■ 作業指示 A: 競合プレゼンについての文書を3文に要約してください。
■ 作業指示 B: 競合プレゼンについての文書を、示されている最後の文の後から書き継いでください。

何を当たり前のことを…と思った人もいるかもしれない。でもこれ、意外とやっていない場合が多い。

競合プレゼンの場合、複数社が合同で呼び出されてオリエンテーションが行われる。そして大抵の場合「追加で質問がある場合は言ってください」とプレゼンまで相手の門戸は開かれている。

この際にメールなどで質問を投げるのではなく「⚪︎⚪︎について追加で30分ほどでいいので、ヒアリングしたいのですがダメでしょうか?」と訪問を打診してみるといい。

「公平性の観点からNG」と言われる場合もあるが「それで提案の精度が上がるなら…」と応じてくれる場合もある。少なくとも、私がオリエンをする側だったら30分でプレゼンの精度が上がるなら応じたいと思う。

ここで追加のヒアリングができればアドバンテージは大きい。オリエンで聞き出せなかった情報を聞き出すことができる。

同じく公平性の観点から、質問に対する回答が他社にも共有されたとしても「私の話を聞いてくれた人がプレゼンしてくれている」という心理的なアドバンテージは大きい。(それ故に追加のヒアリングはプレゼンする予定の人が行った方がいい)

人は自分の話を聞いてくれた人の話は、聞こうとしてくれるものだから。

続いてはこちら。

2.プレゼンする人の「人となり」がわかる自己紹介をする

プレゼンの冒頭で恒例の「プレゼンテーターの自己紹介」だが、つい仕事の実績ばかりを書き連ねてしまう場合が多い。

「こんなすごい人が担当しますよ」と言いたいのはわかる。しかしそれでは不十分な気がする。

プレゼンに勝った相手は自社のパートナーになる。

パートナーとして安心感を持って依頼するには「人となり」も重要だ。どんな仕事を成功させてきたかだけでなく、

・新人の頃はどんな失敗をしてきたのか
・最近はどんなことに悩んでいるのか
・何に喜びを感じるのか
・プライベートではどんな趣味があるのか

など、成功事例だけでない「人となりの奥行き」がちゃんと見えることで、安心して頼めると思ってもらえる。

相手が選ぶのは「アイデア」でなく「パートナー」であるということを忘れてはいけない。

3.競合が出しそうなアイデアは(あえて)紹介する

これは実際よく使う。私が初めて使ったのは十数年前、はじめて受賞した販促コンペだった。

お題は「若者を車のショールームに呼ぶアイデア」だったと思う。

当時の企画書がコチラだ。

企画書の冒頭で「競合はこういうアイデア出しそうだな」という案を書き連ねて、それらを自分たちが採用しなかった理由を述べている。

これをするとで、前後に見るであろう競合のアイデアに「既視感を与える」ことができる。

些か性格が悪い手法ではあるが「自分たちはここまで考えている」というアピールにもなるし、実際「よくあるアイデア」のハードルを超えなければ採用基準には至らない。

自分たちの目線を引き上げるためにも、必要なテクニックだ。

4.アイデアではなく「アイデアフレーム」を提案する

これは「アイデアじゃんけん」にしないために最も重要なポイントかもしれない。

先ほども紹介したが、相手は「アイデア」を選ぶのではなく「パートナー」を選んでいる。つまりアイデアにお金を払うわけではなく「そんなアイデアを考えらるチーム」にお金を払うのだ。

■ データ抜粋:
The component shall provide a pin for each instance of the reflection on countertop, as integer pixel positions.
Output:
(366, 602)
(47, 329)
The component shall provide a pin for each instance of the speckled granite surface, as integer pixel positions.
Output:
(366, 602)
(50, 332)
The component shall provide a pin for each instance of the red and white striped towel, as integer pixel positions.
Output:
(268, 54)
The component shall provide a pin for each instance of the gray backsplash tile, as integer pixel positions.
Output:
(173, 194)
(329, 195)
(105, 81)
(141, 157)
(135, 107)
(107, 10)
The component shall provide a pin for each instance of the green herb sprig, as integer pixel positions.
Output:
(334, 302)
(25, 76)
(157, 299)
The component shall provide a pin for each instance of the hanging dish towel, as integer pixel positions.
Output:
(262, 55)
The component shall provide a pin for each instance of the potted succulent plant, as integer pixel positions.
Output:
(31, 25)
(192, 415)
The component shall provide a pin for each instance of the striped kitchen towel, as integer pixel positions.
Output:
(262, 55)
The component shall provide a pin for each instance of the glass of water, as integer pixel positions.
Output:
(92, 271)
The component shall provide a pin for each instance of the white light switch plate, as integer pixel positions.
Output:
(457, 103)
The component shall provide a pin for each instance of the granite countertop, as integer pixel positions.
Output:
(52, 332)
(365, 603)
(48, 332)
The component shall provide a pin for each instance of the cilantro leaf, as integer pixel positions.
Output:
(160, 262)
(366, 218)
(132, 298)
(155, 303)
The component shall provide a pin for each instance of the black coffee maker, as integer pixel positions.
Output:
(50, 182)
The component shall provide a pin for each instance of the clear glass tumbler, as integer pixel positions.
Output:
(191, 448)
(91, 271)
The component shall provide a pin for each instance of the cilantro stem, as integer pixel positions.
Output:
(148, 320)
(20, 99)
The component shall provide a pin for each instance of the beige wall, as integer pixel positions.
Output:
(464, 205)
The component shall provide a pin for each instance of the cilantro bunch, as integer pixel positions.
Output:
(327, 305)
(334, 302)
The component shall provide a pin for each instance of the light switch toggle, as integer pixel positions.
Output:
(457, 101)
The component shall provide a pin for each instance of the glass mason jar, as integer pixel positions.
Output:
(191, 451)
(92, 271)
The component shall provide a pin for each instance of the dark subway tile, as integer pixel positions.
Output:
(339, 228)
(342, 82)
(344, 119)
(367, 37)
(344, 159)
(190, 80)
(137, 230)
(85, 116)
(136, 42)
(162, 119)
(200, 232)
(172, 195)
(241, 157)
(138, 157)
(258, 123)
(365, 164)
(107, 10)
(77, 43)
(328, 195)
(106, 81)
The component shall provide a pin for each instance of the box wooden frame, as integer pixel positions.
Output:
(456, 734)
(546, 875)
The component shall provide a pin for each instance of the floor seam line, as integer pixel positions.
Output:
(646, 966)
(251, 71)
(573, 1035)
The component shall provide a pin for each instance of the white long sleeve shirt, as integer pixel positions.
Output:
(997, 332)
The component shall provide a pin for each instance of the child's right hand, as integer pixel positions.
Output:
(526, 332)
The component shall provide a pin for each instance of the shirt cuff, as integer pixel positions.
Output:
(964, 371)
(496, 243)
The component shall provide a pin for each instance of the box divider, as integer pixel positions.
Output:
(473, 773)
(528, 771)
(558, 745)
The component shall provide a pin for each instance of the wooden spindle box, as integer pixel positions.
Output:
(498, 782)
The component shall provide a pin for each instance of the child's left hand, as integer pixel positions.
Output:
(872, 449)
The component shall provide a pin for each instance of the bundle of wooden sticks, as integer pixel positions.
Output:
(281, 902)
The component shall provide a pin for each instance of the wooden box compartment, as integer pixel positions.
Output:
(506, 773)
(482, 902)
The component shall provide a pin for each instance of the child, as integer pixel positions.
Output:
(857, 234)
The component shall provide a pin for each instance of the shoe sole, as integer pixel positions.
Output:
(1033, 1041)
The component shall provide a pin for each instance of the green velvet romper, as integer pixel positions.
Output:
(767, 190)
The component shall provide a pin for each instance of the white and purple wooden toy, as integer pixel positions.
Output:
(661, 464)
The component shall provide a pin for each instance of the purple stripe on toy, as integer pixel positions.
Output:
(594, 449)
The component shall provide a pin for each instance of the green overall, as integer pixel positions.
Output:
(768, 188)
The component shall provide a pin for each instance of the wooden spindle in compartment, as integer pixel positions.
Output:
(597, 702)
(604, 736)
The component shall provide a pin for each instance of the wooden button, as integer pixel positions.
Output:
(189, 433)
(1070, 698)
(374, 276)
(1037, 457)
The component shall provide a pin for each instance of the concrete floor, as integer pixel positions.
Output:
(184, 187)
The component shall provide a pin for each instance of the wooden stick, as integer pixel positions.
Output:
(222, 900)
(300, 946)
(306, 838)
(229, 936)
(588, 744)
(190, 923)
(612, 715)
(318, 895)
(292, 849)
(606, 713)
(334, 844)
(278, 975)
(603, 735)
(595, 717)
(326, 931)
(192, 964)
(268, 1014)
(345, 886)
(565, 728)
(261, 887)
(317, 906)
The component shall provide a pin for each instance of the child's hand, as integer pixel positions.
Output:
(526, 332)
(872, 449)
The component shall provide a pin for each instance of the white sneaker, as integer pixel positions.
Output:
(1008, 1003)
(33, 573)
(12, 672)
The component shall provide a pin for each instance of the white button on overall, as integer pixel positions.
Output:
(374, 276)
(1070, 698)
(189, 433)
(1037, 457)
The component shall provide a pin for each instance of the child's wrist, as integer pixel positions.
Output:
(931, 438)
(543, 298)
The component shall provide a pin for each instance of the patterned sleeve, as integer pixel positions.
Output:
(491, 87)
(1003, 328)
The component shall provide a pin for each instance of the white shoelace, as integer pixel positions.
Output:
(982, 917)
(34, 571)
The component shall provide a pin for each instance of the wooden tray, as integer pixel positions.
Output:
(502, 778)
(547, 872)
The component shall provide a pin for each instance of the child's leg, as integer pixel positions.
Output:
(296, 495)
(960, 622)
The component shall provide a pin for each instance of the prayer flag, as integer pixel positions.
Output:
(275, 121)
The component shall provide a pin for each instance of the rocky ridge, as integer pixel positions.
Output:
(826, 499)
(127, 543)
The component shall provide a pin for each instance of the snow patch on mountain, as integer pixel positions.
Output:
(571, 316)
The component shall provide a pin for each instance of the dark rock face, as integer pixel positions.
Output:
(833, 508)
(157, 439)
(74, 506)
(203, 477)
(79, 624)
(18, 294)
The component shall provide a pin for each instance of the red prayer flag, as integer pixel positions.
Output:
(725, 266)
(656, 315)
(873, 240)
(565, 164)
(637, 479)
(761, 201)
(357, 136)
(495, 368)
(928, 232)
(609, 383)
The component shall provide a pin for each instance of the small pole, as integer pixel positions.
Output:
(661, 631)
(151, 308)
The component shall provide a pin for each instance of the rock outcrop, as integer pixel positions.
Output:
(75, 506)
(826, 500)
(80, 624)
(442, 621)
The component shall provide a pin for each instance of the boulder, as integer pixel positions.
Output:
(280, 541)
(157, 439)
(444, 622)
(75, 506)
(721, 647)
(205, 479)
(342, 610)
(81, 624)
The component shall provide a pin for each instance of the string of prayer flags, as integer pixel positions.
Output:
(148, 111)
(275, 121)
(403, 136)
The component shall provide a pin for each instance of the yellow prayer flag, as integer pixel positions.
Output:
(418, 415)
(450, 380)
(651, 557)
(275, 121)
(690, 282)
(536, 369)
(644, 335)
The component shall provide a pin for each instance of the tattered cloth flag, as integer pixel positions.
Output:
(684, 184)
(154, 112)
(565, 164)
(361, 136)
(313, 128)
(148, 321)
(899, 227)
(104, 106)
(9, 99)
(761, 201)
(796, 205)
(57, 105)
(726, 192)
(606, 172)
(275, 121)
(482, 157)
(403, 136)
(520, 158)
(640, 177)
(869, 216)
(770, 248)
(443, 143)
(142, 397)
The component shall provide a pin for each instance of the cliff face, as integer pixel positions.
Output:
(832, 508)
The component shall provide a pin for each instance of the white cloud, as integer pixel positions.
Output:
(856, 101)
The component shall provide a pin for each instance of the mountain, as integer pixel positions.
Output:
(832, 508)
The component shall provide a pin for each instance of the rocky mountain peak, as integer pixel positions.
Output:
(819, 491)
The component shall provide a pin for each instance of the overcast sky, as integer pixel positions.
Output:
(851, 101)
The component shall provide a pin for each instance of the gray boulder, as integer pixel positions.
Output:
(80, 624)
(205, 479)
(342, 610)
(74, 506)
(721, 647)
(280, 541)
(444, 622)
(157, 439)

■ 回答 A: 競合プレゼンでは、オリエン後の追加質問をメールで送るのではなく訪問してのヒアリングを打診するとよい。実現すれば、オリエンで聞き出せなかった情報を得られるうえ、心理的にも大きなアドバンテージになる。また、冒頭の自己紹介では実績だけでなく失敗や悩み、趣味など「人となり」が見える内容にし、競合が出しそうなアイデアはあえて紹介して採用しなかった理由を述べ、アイデアではなく「アイデアフレーム」を提案することが勧められている。

■ 回答 B:
場合によっては、プレゼンで勝ったアイデアが何かしらの制約で実現できないこともあるだろう。その場合「このアイデアではないなら、このチームではない」と判断されてはいけない。アイデアと心中してはいけないのだ。

それであればプレゼンで提案すべきはアイデアだけでなく「こういうフレームで考えれば、こんなアイデアになります」という部分なのだ。

もちろんフレームだけの提案は論外だ。それでは中身のないコンサルっぽいプレゼンになってしまう。

5.ターゲットに(勝手に)ヒアリングする

続いてはコチラ。これは私がキャリアの後半になってやり出した手法だ。

と言うのも、私は電通若者研究部としてチームに入ることが多くなっていたが、自らは30代後半になっていた。

プレゼンのお題は「若者に⚪️⚪︎してもらうためにどうすればいいか?」と言う内容が多かったが、私自身はもう若者ではなくなっていた。

しかしそれはプレゼン相手も同じだった。

若者の気持ちがわかっているなら、わざわざ広告会社に頼む必要はない。それがわからないから、外注している。

つまりアイデアを提案したとしても「ターゲットにとってアイデアがいいかどうか」相手にも判断がつかないのだ。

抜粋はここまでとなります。